● Goal
Skip the pictures. Transcribe the rest of the data below without changing a word.

● Data section
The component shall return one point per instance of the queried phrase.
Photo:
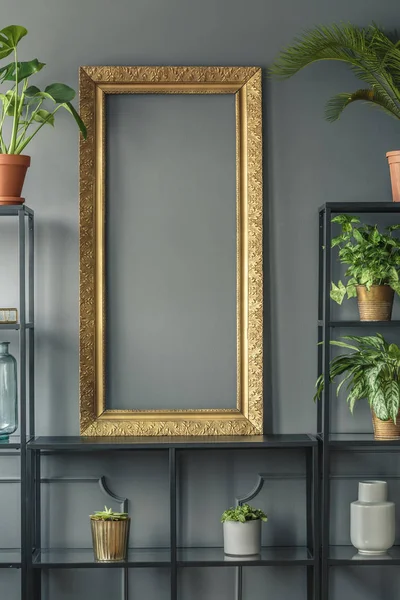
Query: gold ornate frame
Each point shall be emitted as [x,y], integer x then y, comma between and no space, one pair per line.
[245,84]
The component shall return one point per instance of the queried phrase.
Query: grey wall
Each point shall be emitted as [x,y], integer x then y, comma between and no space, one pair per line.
[307,162]
[171,251]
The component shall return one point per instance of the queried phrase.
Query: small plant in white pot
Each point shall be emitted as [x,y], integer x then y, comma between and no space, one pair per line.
[242,530]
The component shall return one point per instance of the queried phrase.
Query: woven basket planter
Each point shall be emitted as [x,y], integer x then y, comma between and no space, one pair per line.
[385,430]
[375,304]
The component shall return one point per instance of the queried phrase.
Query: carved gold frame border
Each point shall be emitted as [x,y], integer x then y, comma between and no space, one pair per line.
[245,84]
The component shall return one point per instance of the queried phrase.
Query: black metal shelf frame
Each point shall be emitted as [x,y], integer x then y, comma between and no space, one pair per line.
[334,556]
[175,557]
[16,445]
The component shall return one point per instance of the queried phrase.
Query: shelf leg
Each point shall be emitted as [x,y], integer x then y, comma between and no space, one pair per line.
[173,534]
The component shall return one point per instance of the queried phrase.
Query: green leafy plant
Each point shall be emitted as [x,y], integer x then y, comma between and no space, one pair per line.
[24,103]
[108,515]
[373,257]
[373,56]
[243,513]
[372,372]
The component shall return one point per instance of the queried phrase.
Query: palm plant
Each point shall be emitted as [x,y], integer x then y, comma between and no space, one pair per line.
[372,55]
[372,372]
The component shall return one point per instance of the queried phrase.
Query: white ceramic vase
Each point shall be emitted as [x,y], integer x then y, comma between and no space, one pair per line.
[372,519]
[242,539]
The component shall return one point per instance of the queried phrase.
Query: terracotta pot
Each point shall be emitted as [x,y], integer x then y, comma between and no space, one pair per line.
[13,169]
[375,304]
[394,166]
[386,430]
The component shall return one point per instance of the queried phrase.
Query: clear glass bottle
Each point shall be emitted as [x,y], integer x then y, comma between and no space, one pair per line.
[8,393]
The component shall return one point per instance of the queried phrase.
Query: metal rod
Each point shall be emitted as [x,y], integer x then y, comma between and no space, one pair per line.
[31,319]
[326,405]
[37,582]
[22,395]
[173,530]
[309,522]
[316,476]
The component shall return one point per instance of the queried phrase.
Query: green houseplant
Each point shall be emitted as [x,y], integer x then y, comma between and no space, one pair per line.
[371,371]
[242,530]
[374,58]
[373,260]
[110,535]
[27,108]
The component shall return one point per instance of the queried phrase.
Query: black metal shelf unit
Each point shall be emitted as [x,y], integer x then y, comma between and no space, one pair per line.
[341,555]
[175,557]
[16,445]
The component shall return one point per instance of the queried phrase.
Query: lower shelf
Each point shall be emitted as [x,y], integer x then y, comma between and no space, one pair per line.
[83,558]
[10,558]
[215,557]
[186,557]
[347,555]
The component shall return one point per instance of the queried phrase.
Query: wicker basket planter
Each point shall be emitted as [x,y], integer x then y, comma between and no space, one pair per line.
[376,303]
[385,430]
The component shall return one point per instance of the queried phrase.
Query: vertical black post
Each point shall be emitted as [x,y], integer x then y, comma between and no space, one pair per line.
[31,330]
[173,533]
[320,308]
[22,396]
[37,530]
[309,523]
[316,474]
[326,407]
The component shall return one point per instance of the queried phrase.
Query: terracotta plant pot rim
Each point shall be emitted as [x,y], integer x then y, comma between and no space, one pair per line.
[15,159]
[374,285]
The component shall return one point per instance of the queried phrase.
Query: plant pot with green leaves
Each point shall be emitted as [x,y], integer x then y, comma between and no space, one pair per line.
[110,535]
[242,530]
[24,106]
[372,372]
[373,57]
[373,260]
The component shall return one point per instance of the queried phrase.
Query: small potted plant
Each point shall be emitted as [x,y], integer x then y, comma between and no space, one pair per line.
[110,535]
[372,372]
[25,105]
[373,260]
[242,530]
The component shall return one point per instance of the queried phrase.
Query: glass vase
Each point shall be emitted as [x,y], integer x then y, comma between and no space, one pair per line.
[8,393]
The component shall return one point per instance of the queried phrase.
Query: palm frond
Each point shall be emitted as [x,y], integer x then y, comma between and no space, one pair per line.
[338,103]
[372,56]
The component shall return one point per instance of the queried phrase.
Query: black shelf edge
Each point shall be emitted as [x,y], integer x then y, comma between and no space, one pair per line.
[348,556]
[101,444]
[369,324]
[10,558]
[269,556]
[83,558]
[361,207]
[8,326]
[13,443]
[364,440]
[13,210]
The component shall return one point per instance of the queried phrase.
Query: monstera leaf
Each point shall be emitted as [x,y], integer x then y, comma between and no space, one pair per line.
[62,94]
[9,38]
[23,70]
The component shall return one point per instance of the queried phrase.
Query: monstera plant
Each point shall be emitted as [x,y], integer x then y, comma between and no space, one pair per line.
[374,58]
[28,108]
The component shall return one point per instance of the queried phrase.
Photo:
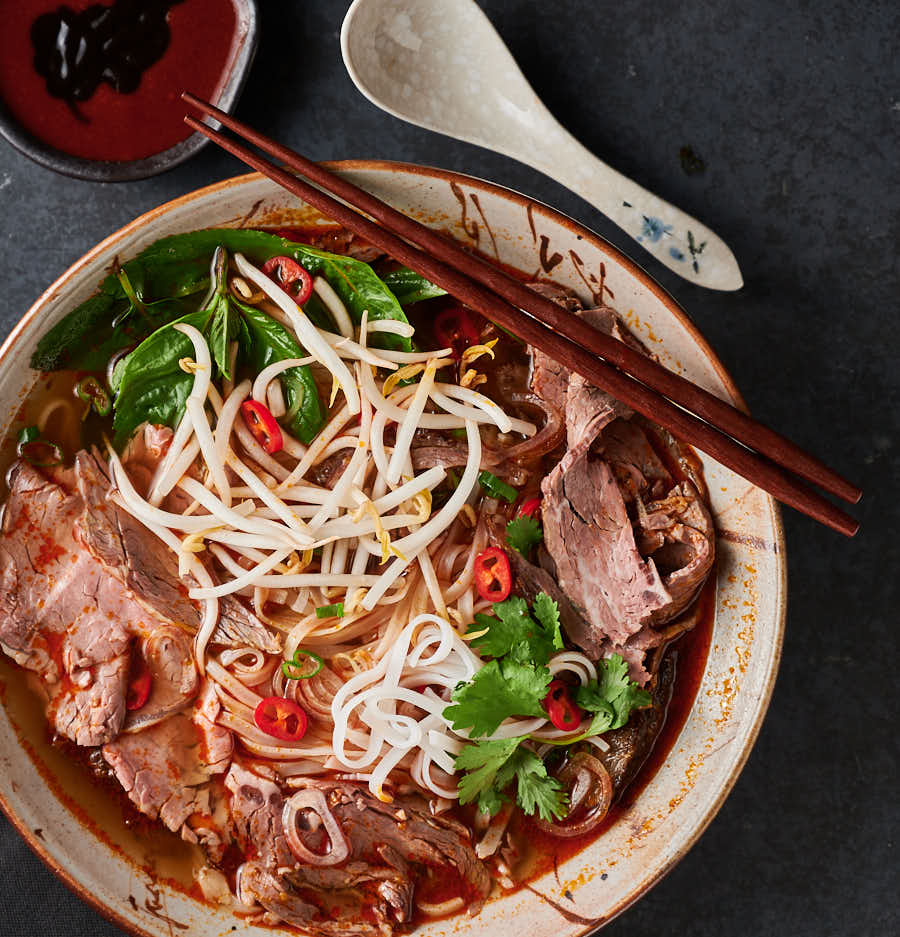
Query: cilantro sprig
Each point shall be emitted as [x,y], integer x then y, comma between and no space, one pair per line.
[520,641]
[491,766]
[515,682]
[612,696]
[516,634]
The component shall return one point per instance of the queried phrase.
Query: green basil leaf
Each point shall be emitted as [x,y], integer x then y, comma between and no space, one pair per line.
[410,287]
[264,341]
[358,286]
[152,388]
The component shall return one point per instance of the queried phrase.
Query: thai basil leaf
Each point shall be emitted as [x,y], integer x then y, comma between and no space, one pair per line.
[410,287]
[264,340]
[105,323]
[358,286]
[151,387]
[167,277]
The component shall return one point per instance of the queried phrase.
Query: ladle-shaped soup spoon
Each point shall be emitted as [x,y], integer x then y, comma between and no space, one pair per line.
[440,64]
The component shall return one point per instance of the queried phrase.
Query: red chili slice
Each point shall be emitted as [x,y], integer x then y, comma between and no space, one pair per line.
[493,577]
[456,328]
[140,682]
[561,708]
[290,234]
[530,507]
[286,272]
[281,718]
[263,425]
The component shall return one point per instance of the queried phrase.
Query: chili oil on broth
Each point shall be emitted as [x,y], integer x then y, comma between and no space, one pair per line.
[165,855]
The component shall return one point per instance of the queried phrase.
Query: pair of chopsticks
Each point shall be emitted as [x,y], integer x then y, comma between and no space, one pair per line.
[689,412]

● Task answer
The component shall return one point per instance of the queried phrase.
Photo:
Query: gold ornate frame
Each point shall be emitted as [x,y], integer x then y, comma between and no space, one pair per line.
[245,84]
The component shall return one point per instance of the queried phrase.
Query: grey wall
Each point shall be emitted as [x,y], integer x then y, comma between and no space, one pair per line.
[307,162]
[171,251]
The component shall return one point per instance of the queried phrase.
Query: small plant in white pot
Each point shall be emitted as [x,y], integer x then y, comma between and no space, one pair per line.
[242,530]
The component shall return one point per instance of the queried phrase.
Query: woven basket planter
Each point shall be emitted as [x,y], integer x then y, comma between and no space, one pair per line.
[385,430]
[375,304]
The component shall return one point per instance of the queried phrase.
Query: carved gold frame border
Each point shall be emitted as [x,y], integer x then y, comma between and no space, one pair per line.
[245,84]
The component shall return one point per instance of the queried phrase.
Query: black metal shelf frame
Each point shall be emitted as [x,y], integer x then y, comma between and no space, one pair per line.
[334,556]
[175,557]
[16,445]
The component shall return one point per instance of the queried phrase.
Query: shelf leg
Each point shall be emitted as [x,y], integer x then y, comma between and no space, one pair per line.
[173,534]
The component shall return one point per instance of the queried phrase.
Query: green leafy plant
Each point shall be emitted as [x,y], integer x then y, comma between and no space, one pair per line.
[24,103]
[108,515]
[373,257]
[373,56]
[243,513]
[372,372]
The component shall return one point per instance of the queried phrase.
Query: palm plant
Each point shall be emitted as [x,y], integer x then y, comma between and no space, one pair per line.
[372,55]
[372,372]
The component shall return one point per instance of the queried phrase.
Query: white ceramic vase
Each point shall be emitted as [x,y], integer x then y, comma between and no space, one pair per line.
[372,519]
[242,539]
The component shall return one point per instance of the queried phrase.
Query: terracotta pot
Each point shall be emitted as [x,y], integer x then y, comma between and no space, one pair per line.
[13,169]
[375,304]
[394,166]
[386,430]
The component shall return one point per instance of the queried phrase.
Query: clear glass bottle
Each point shall be emitted as [x,y], integer x then y, comma between and no space, one pair per line.
[8,393]
The component shall return one point per instance of the queried phrase.
Query: metal rod
Each point shall be emitted as [x,y], integer x then y, comma between and no space, one pair per line.
[31,319]
[326,405]
[37,582]
[22,395]
[173,530]
[309,522]
[316,476]
The component shall return one point per instance of the queried phrase.
Query: green houseplant
Each point shall be emitted as [x,y], integer x then y, comma between and no space, one pair per line.
[371,371]
[242,530]
[374,58]
[373,260]
[110,535]
[27,108]
The component shall return one point per instance of the queried phrase.
Query: black metal shelf unit
Each point shall be emitted as [x,y], integer x then y, comma between and no space, one pair per line.
[341,555]
[175,557]
[16,445]
The component shall return one point per instance of the queried phrase.
Query: lower shelf
Each point shall be emitted as [x,y], integer x then y, comma between and no space, one pair per line.
[83,558]
[10,558]
[215,557]
[186,557]
[347,555]
The component shall return one point per instance of the queried phrase.
Query: wicker basket planter
Each point shall be emitted as [x,y], integer x then y, comma between and no space, one pair per line.
[376,303]
[385,430]
The component shall return one point per instance of the queried phrase.
Query: vertical black post
Each point shall be emitted as [x,y], integer x then y, comma between and no space, one pair per line.
[31,330]
[173,533]
[320,308]
[22,396]
[37,530]
[309,523]
[316,474]
[326,407]
The component shall return one point per instance of the queried phrase.
Query: terracotta plant pot rim
Each point shall be emitted as [x,y], integer x then y, comma between and no space, one pair per line.
[15,159]
[374,285]
The component shall return one point per instance of the queried phrase.
Query: plant pot with green leaves
Each point shall be emitted as [x,y], integer x then y, comma between and no space, one pair per line.
[110,535]
[242,530]
[24,106]
[372,372]
[373,57]
[373,260]
The component shall return one point per instance of the queried phrase.
Query: small potted plant
Each point shall be emitted as [x,y], integer x then y, comma between and no space, one pair per line.
[110,535]
[372,372]
[25,105]
[373,260]
[242,530]
The component shall return one point per instance of the queried phrase.
Query: glass vase
Each point shall be emitted as [x,y], integer x then y, comma between and no space, one pair per line.
[8,393]
The component shall return one point per instance of the queried phrase.
Query: palm frond
Each point shall be emitted as [x,y], integer x then y, comma between and no space, one pair per line.
[338,103]
[372,56]
The component shall return one point per instance of the queried phrase.
Query: black shelf edge
Each point shall be emitted as [x,y], integer x then y, comma between and no space, one pair per line.
[348,556]
[101,444]
[369,324]
[10,558]
[269,556]
[83,558]
[361,207]
[8,326]
[13,443]
[364,440]
[13,210]
The component shall return one point per instance of the queried phrase.
Query: monstera leaf
Each point shall be emitted as [x,y], integer x then y, comma between and no space, one pair per line.
[62,94]
[9,38]
[23,70]
The component shall return one point per instance of the queried phrase.
Query: monstera plant
Each point shall be emitted as [x,y], integer x then y, comma between and no space, one pair per line.
[374,58]
[28,108]
The component shall return one point per instance of the queried phrase.
Photo:
Query: cilantro sprig
Each point shall be emitted as [x,y], integer x then y, comma between and no space, one pair per line.
[520,641]
[491,766]
[515,682]
[612,696]
[516,634]
The component shall return one point per instance of the queried phrase.
Query: green basil leaf
Each point shall be emitted as [x,y], integer x then y, comma between and no space, one pair per line.
[410,287]
[264,341]
[358,286]
[152,388]
The component shall return one point per instance of the queried phrase.
Query: thai basil leaf
Each point shall be emitted as [x,y], integer x then y, comma between and no space, one pair per line.
[410,287]
[264,340]
[105,323]
[358,286]
[151,387]
[167,277]
The component shall return one point per instance of the queried phrase.
Query: ladle-shaped soup spoon
Each point shall be emitted as [x,y], integer x then y, comma between and no space, one pair per line.
[440,64]
The component shall return one point per instance of the queried phrase.
Query: red chili slice
Each point shall be emitted as [x,y], integer x then y, comma between and no space, one pair per line.
[493,577]
[456,328]
[140,682]
[561,708]
[290,234]
[530,507]
[286,272]
[281,718]
[263,425]
The component shall return one point per instance of the queried phrase.
Query: chili oil on broth
Each point shall be emitted as [x,y], integer x then y, comma between and no space, one pair per line.
[165,855]
The component shall return one point per instance of the queried phrase.
Query: pair of chopsticks
Each point shall be emitted as [x,y], integer x then y, comma between and no space, one pair per line.
[689,412]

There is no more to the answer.